## Written exercise
Recast every line of the items below as a numbered list, omitting blank lines.

## Stored items
▼

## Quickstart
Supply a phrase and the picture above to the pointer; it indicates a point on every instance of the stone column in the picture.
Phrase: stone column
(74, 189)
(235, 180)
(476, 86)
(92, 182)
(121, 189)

▲

## Result below
1. ## Quickstart
2. Supply a phrase and the picture above to the pointer; it indicates a point on every instance of the stone column in the picture.
3. Phrase: stone column
4. (74, 189)
5. (235, 180)
6. (476, 86)
7. (92, 182)
8. (121, 189)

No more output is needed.